> Exercise instructions:
(1) According to the survey experiment design guidance, where should the manipulation check be placed relative to the outcome measures?
(2) Carry on the survey experiment design guidance from its final quality check, adding further checks in the same question format.

> Provided passage:
■ ■ ■ ■

Vignette Construction: Write vignettes at a "medium level of specificity" -- concrete enough to engage respondents but not so detailed that unintended confounds are introduced (Sniderman 2018). For factorial vignettes, verify that all attribute combinations produce coherent paragraphs. See conjoint-design for factorial-vignette estimators and power.
Forced Exposure and Comprehension Gates: When treatment uptake is critical (e.g., information experiments), use forced exposure (minimum display time before advancing) combined with comprehension gates (respondents must answer a comprehension question correctly to proceed). Collect page-level response timing to diagnose inadequate exposure post-hoc (Mutz 2011). Report the proportion passing comprehension gates and analyze both ITT (all assigned) and per-protocol (comprehension gate passers) samples; pre-register both specifications (see pre-registration-writing, methods-reporting).
Treatment Fidelity Verification: After the treatment block, include a brief treatment recall or manipulation check to verify that respondents processed the treatment content and that the independent variable actually moved. Place this after outcome measures to avoid signaling the study's purpose (see Section 3 on check placement). A study with a null outcome but a successful manipulation check is still interpretable; a study whose manipulation check also fails is not (Mutz 2011).
Cross-National Stimulus Design: When treatments are deployed across countries or languages, stimulus comparability itself becomes a design problem (translation equivalence, institutional backdrop, media-diet differences). See cross-national-design.

Quality Checks

Item-Specific Scales: Are all attitudinal items worded with item-specific response options (no agree/disagree or yes/no)?
No Double-Barreled Items: Does each question measure exactly one construct?
Scale Polarity: Are bipolar and unipolar scales matched to the construct?
Index Pre-Specified: Are index construction rules (reliability metric, threshold rationale, aggregation method) specified in the pre-analysis plan, not post hoc?
Multi-Item DVs: Is the primary dependent variable measured with multiple items where feasible, given that heterogeneous samples inflate measurement error (Mutz 2011)?

■ ■ ■ ■

> Dataset entries:
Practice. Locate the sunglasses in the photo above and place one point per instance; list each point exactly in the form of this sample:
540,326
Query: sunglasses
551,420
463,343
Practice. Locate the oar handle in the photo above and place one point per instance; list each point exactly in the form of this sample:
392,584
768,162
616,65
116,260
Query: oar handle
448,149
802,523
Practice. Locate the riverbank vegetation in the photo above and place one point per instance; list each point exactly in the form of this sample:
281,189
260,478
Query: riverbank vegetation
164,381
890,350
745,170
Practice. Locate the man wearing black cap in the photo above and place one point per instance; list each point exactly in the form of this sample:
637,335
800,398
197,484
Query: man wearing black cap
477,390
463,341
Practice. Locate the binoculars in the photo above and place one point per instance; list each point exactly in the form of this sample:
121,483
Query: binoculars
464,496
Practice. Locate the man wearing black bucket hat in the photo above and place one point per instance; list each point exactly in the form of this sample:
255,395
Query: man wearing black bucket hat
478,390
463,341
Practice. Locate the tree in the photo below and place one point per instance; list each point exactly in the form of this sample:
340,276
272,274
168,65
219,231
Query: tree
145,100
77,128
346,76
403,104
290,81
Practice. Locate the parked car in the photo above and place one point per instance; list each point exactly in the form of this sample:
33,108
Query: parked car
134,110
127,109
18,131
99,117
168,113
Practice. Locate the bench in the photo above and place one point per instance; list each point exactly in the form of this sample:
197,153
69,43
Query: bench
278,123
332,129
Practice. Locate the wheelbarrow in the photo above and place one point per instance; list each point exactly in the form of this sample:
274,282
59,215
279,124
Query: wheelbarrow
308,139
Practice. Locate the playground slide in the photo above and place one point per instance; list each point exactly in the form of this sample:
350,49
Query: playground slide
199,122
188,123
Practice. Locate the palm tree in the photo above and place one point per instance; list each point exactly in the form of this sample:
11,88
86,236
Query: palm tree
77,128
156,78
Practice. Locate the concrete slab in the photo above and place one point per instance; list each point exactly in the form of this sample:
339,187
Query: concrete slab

■ ■ ■ ■

> Responses:
(1) After the outcome measures, to avoid signaling the study's purpose.

(2)
Treatment Strength: Has the treatment been pretested for strength, and is the treatment-outcome spacing justified against demand-effect and wear-off concerns?
Treatment-Outcome Separation: Are buffer items placed between treatment and outcome blocks?
Check Type Distinguished: Are attention, comprehension, and manipulation checks distinguished and placed appropriately (manipulation checks after outcome)?
Cognitive Interviews: Were cognitive interviews conducted to saturation (no new comprehension problems)?
Both Pilot Types: Were both a content pilot and a logistical soft launch conducted?
Completion Time: Is the median completion time within a plausible online-panel range (e.g., 10--20 minutes)?
Attention Check Rules: Are attention-check exclusion rules and speeding cutoffs pre-specified, and are results reported with and without exclusions?
Sensitivity Four-Criteria Test: For sensitive topics, was the BCM 2020 four-criterion test applied before defaulting to indirect measurement, and was direct-with-neutral-framing considered first?
Mobile Tested: Was the survey tested on mobile devices during the soft launch?
Forced Exposure: For information treatments, are forced exposure or comprehension gates used, and are both ITT and per-protocol specifications pre-registered?
Cross-Skill Alignment: Does the instrument tie to hypothesis-building (construct-to-item), methods-reporting (what gets disclosed), list-experiment (if indirect), and cross-national-design (if multi-country)?